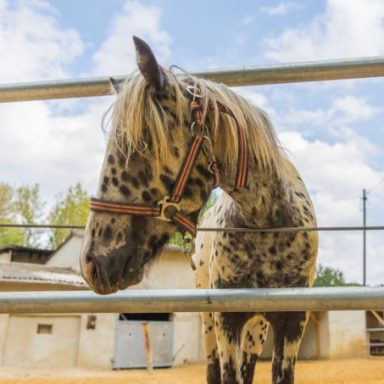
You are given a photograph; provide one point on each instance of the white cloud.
(280, 9)
(117, 54)
(336, 174)
(341, 112)
(346, 29)
(32, 41)
(53, 143)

---------------

(WHAT IS NEEDED)
Could you convert the material above into a Markdown table with the columns "Row" and "Line", giving each non-blank line its own numbered row and leaving out the pictures?

(REPLY TO THE EXERCISE)
| Row | Line |
|---|---|
| 1 | You are given a photograph; provide one point on each instance of the white cloud. |
| 2 | (280, 9) |
| 3 | (117, 54) |
| 4 | (336, 174) |
| 5 | (341, 112) |
| 6 | (346, 29) |
| 7 | (32, 41) |
| 8 | (53, 143) |